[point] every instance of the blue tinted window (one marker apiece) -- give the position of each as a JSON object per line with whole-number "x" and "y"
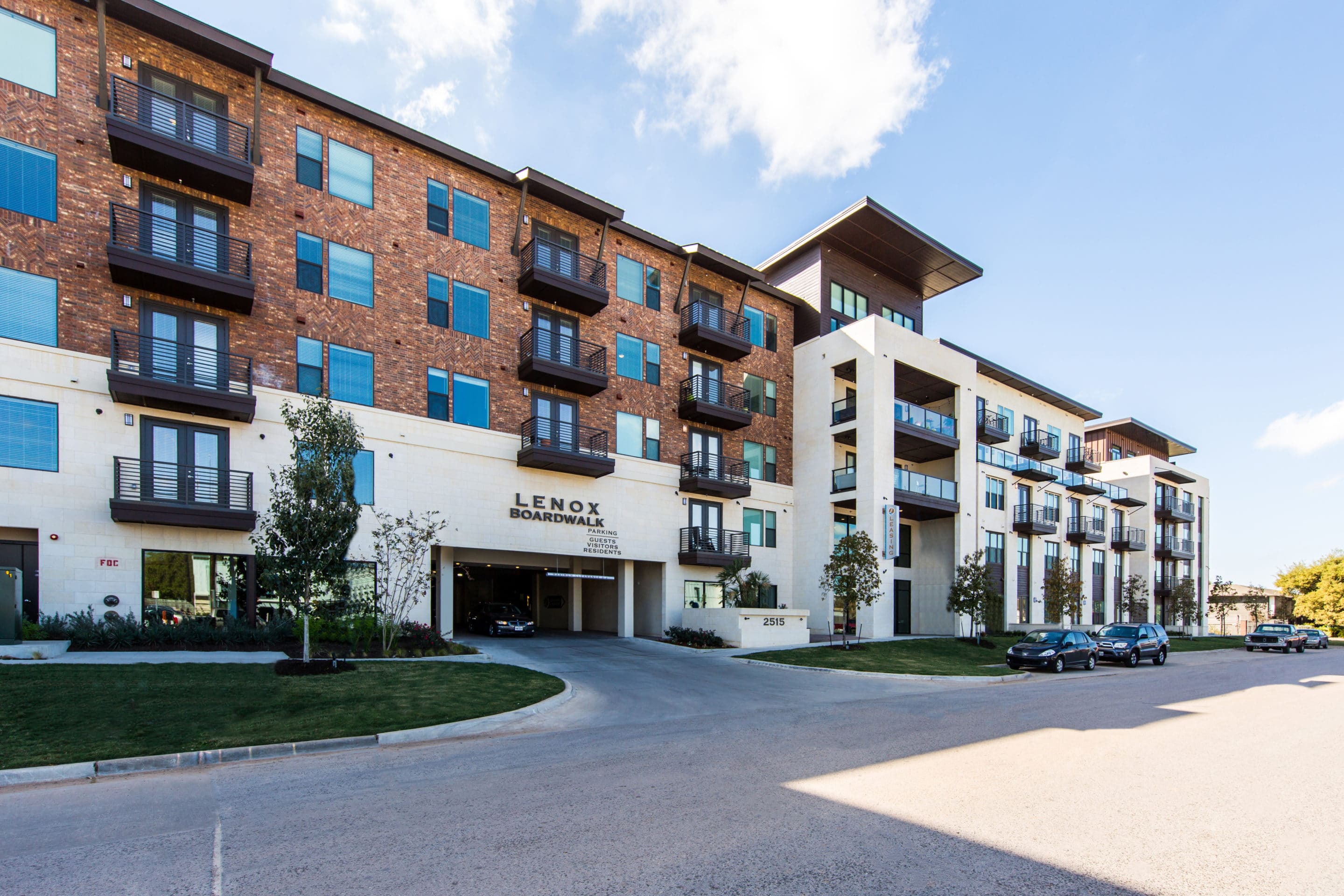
{"x": 351, "y": 274}
{"x": 28, "y": 53}
{"x": 471, "y": 219}
{"x": 351, "y": 174}
{"x": 351, "y": 374}
{"x": 28, "y": 307}
{"x": 28, "y": 181}
{"x": 471, "y": 311}
{"x": 28, "y": 434}
{"x": 471, "y": 401}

******

- _WHAT IS BEING ASKED_
The answer is a faithful copy of the records above, with the pictures removed.

- _RESULT_
[point] every instance of the blue tinted window (one marker apiece) -- give the position of each as a JSON object per line with whole-number "x" and "y"
{"x": 351, "y": 274}
{"x": 28, "y": 53}
{"x": 471, "y": 219}
{"x": 351, "y": 174}
{"x": 351, "y": 374}
{"x": 28, "y": 307}
{"x": 28, "y": 181}
{"x": 471, "y": 311}
{"x": 28, "y": 434}
{"x": 471, "y": 401}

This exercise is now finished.